■ **WRITTEN EXERCISE**
State how many lines in the material below contain the word "floor". Give the number alone.

***** EXCERPTED RECORDS *****

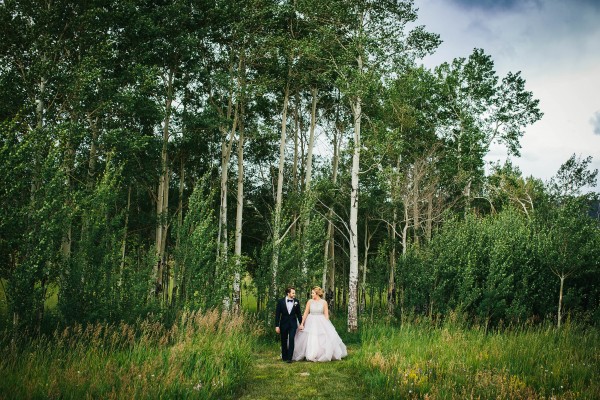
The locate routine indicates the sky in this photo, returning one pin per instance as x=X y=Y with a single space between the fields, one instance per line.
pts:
x=556 y=46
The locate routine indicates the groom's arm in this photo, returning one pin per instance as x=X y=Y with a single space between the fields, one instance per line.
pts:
x=298 y=312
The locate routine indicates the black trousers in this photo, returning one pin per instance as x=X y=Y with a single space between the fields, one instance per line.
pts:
x=287 y=342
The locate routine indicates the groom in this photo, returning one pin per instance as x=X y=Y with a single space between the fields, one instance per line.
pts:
x=287 y=315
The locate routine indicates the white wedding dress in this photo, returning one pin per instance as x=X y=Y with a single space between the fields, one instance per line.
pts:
x=319 y=340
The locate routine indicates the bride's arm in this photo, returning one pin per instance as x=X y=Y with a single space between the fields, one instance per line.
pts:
x=306 y=310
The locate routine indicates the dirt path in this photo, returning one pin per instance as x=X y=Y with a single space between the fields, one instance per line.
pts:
x=271 y=378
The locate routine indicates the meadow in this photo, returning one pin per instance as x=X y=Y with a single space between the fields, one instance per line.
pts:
x=209 y=355
x=203 y=355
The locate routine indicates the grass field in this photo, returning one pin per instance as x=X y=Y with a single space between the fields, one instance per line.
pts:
x=206 y=355
x=202 y=356
x=416 y=360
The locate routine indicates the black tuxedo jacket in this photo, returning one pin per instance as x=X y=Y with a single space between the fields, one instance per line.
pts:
x=285 y=320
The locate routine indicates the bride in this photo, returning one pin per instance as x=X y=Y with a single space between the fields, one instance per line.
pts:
x=316 y=338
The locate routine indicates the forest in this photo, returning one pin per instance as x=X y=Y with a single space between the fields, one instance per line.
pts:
x=165 y=157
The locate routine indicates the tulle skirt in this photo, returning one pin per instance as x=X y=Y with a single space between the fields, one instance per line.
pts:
x=318 y=341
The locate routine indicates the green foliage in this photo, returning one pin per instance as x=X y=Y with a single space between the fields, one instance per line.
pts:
x=201 y=278
x=203 y=355
x=417 y=360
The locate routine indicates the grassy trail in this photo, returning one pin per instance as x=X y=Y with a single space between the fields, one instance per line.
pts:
x=271 y=378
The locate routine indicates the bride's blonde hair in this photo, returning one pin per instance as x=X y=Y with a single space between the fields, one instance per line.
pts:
x=318 y=291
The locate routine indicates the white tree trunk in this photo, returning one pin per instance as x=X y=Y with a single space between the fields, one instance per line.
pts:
x=353 y=276
x=329 y=244
x=239 y=215
x=279 y=199
x=162 y=202
x=562 y=283
x=307 y=181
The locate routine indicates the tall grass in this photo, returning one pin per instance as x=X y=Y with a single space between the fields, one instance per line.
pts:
x=417 y=360
x=203 y=355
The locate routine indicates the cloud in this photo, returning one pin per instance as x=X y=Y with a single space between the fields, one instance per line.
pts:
x=595 y=121
x=496 y=5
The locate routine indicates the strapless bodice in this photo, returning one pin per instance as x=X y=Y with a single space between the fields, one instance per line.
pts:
x=316 y=308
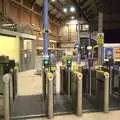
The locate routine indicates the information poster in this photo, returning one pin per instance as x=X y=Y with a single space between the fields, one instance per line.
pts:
x=117 y=54
x=108 y=53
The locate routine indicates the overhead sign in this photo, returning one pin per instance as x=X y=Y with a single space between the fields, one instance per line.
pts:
x=108 y=53
x=117 y=53
x=100 y=37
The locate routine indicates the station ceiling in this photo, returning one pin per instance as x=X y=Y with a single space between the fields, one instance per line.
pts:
x=88 y=9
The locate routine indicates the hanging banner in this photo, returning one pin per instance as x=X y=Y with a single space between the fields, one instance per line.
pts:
x=117 y=54
x=108 y=53
x=100 y=37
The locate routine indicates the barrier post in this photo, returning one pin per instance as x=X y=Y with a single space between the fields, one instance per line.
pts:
x=69 y=80
x=79 y=94
x=106 y=92
x=6 y=81
x=50 y=95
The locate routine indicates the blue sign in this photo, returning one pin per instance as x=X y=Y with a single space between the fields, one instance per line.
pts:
x=108 y=53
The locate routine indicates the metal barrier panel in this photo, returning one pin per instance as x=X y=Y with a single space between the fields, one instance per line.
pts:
x=65 y=74
x=50 y=95
x=103 y=90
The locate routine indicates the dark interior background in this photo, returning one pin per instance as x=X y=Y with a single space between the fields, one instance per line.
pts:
x=112 y=36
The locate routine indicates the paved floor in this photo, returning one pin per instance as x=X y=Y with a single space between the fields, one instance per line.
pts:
x=29 y=83
x=87 y=116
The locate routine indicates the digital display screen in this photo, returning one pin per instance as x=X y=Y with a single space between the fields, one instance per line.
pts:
x=46 y=62
x=53 y=68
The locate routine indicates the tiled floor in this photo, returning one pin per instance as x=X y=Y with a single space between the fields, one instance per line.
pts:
x=87 y=116
x=29 y=83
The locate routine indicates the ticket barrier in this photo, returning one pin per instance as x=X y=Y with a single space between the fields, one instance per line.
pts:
x=91 y=101
x=114 y=86
x=70 y=97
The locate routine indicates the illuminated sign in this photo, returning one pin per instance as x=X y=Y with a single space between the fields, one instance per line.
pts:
x=83 y=27
x=100 y=37
x=117 y=53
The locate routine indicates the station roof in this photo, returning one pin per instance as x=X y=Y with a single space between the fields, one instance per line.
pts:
x=88 y=9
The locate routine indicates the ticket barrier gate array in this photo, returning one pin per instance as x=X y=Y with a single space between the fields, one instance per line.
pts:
x=114 y=85
x=98 y=98
x=49 y=104
x=93 y=97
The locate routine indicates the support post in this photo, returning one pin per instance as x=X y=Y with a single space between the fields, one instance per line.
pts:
x=78 y=42
x=50 y=95
x=100 y=30
x=45 y=30
x=106 y=92
x=79 y=94
x=6 y=81
x=69 y=80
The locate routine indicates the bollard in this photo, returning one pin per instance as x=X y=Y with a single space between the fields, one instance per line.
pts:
x=79 y=94
x=50 y=95
x=6 y=81
x=106 y=92
x=90 y=80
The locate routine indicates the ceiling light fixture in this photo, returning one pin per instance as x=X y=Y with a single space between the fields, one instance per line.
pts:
x=72 y=9
x=65 y=10
x=53 y=0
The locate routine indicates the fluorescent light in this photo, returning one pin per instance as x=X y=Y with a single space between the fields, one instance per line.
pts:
x=72 y=9
x=7 y=25
x=65 y=10
x=53 y=0
x=53 y=41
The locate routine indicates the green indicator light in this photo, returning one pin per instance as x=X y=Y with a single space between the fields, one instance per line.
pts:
x=46 y=62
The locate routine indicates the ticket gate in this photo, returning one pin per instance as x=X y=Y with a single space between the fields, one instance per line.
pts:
x=94 y=96
x=114 y=92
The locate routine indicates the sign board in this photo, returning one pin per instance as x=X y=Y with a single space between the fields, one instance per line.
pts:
x=117 y=54
x=108 y=53
x=100 y=37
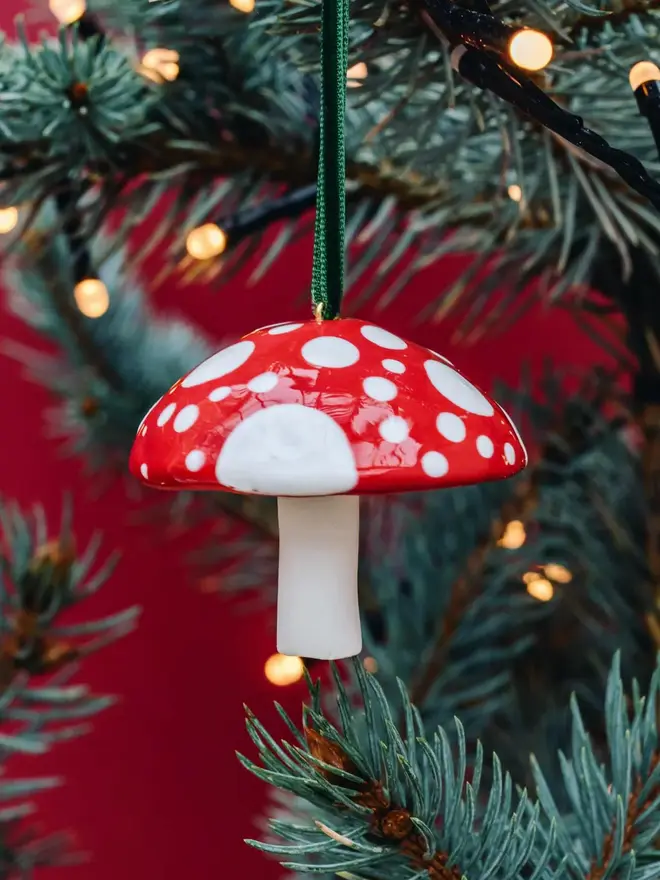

*****

■ **SOLUTION**
2